___ Stored rows
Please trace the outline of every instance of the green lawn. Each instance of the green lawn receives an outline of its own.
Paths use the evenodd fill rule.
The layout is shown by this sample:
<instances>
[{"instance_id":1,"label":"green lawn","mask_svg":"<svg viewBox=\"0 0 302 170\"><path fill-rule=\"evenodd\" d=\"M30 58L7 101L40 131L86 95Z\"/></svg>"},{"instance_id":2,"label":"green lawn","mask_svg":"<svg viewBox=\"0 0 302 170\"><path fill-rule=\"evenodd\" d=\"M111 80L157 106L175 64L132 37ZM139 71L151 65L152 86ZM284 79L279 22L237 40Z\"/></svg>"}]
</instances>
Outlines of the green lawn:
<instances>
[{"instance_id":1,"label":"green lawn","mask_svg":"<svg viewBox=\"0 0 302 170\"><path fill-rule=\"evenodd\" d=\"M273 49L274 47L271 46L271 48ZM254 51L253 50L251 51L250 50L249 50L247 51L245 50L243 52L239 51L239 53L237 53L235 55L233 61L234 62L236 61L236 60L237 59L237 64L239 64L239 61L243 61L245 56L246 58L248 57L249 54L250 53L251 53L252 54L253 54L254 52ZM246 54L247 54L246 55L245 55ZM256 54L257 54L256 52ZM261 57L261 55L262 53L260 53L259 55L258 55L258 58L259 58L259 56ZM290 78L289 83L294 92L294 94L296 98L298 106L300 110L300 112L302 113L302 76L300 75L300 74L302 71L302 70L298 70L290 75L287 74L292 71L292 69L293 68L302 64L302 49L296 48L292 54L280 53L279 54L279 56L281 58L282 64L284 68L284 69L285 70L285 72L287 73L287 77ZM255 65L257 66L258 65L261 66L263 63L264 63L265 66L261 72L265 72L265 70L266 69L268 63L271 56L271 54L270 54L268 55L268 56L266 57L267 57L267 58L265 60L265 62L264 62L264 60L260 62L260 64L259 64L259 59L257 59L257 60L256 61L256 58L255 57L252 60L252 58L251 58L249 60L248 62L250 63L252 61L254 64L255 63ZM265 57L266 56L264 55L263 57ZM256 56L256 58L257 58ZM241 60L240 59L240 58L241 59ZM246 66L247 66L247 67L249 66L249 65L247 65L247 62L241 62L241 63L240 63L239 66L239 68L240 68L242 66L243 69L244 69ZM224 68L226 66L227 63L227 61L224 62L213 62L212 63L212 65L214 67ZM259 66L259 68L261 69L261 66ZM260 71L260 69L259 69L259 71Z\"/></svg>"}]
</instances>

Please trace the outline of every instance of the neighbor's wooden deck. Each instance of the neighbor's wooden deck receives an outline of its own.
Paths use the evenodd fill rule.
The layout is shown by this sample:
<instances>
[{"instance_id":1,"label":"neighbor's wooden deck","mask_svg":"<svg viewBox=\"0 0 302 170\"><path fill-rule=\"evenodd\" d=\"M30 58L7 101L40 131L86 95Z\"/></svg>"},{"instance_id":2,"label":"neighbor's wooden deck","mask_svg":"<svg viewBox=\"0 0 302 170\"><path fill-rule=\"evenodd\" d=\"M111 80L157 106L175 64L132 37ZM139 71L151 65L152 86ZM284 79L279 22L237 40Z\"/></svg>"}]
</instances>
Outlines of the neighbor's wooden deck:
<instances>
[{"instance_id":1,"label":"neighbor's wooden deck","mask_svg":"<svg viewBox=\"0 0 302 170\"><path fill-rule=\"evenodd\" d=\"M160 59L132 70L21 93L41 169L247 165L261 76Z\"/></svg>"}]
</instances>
______
___ Stored rows
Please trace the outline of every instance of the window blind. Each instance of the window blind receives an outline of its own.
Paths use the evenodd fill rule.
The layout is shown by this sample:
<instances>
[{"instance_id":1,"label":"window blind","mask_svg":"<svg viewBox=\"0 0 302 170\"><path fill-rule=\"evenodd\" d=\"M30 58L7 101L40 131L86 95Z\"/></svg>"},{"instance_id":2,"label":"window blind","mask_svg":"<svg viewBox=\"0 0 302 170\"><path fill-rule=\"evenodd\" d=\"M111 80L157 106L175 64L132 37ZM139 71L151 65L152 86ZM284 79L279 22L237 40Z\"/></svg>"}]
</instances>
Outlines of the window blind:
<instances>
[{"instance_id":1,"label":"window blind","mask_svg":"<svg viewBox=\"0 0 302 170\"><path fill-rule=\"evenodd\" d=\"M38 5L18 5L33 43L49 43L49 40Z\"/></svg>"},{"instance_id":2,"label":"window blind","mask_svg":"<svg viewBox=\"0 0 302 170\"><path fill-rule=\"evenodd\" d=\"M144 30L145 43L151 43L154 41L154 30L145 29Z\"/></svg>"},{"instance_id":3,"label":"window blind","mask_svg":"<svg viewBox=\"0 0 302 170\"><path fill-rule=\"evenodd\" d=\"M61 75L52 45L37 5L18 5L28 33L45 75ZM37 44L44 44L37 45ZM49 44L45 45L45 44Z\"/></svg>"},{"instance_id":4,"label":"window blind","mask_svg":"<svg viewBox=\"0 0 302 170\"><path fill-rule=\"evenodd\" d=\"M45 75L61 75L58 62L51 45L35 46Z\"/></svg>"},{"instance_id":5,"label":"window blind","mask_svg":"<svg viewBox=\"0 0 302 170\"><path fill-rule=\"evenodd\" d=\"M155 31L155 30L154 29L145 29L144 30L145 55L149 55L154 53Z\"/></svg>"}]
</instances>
______
▶ **Work required**: Extract each line of the records above that contains the string "Outlines".

▶ **Response**:
Outlines of the green lawn:
Outlines of the neighbor's wooden deck:
Outlines of the window blind:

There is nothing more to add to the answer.